=== DATA EXTRACT ===

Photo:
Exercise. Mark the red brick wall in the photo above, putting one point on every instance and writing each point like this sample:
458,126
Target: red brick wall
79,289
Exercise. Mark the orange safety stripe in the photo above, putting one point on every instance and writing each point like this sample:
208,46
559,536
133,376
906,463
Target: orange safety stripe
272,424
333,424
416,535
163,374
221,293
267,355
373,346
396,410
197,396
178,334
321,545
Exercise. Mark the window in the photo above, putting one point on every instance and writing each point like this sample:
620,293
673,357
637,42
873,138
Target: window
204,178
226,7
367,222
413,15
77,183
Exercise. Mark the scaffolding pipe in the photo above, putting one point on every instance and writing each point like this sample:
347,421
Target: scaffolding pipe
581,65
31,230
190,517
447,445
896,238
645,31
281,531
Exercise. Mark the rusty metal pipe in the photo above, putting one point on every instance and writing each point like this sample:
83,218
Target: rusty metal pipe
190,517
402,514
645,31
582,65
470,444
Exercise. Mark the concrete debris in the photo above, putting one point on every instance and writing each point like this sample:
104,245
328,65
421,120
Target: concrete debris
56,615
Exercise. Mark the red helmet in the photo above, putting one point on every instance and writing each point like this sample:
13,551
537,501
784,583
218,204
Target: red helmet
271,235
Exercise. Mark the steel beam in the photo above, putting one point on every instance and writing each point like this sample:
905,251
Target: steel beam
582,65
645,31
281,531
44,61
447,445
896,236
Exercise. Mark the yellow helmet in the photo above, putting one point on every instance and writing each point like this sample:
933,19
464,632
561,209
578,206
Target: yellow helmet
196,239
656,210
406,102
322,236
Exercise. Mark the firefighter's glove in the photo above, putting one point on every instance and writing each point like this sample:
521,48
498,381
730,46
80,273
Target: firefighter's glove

===

§ YOUR TASK: Every entry should be printed again exactly as written.

§ EXPECTED OUTPUT:
Photo:
Exercise. Mark the red brick wall in the photo above, putting one point on every instance and writing each point like this sample:
458,126
Target: red brick wall
79,289
Exercise. Mark the orange safety stripe in the photo above, putting one point on every instance and writing each point like this sample:
208,46
559,536
133,376
906,463
Target: orange safety stripe
272,424
333,424
416,535
163,374
221,293
267,355
373,346
396,410
197,396
178,334
321,545
Exercise. Mark the window in the photo above, putting one point on every instance and writing each point like this sample:
620,293
673,357
637,42
873,138
Target: window
204,178
226,7
367,222
413,15
77,183
Exercise. Mark the scaffolding pipe in the photo above, putting one point on every instance and writing each point like this sample:
347,421
Target: scaffolding pipe
581,65
31,230
190,517
447,445
896,238
645,31
281,531
Exercise. Mark the rusty metal pipe in the photo above, putting one point on every instance and writing each point like this sample:
83,218
Target: rusty metal pipe
190,517
402,514
645,31
582,65
470,444
Exercise. Mark the concrete debris in the photo above, putting one point on every instance and writing each point like this sample:
104,245
328,65
421,120
Target: concrete debris
56,615
Exercise. Mark the red helmet in the photo above, putting one point on every instance and writing each point like this sample:
13,551
537,501
784,583
218,204
Target: red helmet
271,235
Exercise. Mark the steel beam in the photo above, putting one point on every instance and writing each point like this sample:
905,251
Target: steel beam
582,65
645,31
281,531
44,61
447,445
896,236
Exercise. Mark the yellow helmet in the photo above, putting one point on every instance and writing each point like this sample:
933,19
464,632
561,209
578,206
Target: yellow helmet
196,239
656,210
406,102
322,236
Exercise. Mark the firefighter's glove in the photo above, putting one point on every instance and writing each point like this sample:
521,48
498,381
730,46
80,273
Target: firefighter's glove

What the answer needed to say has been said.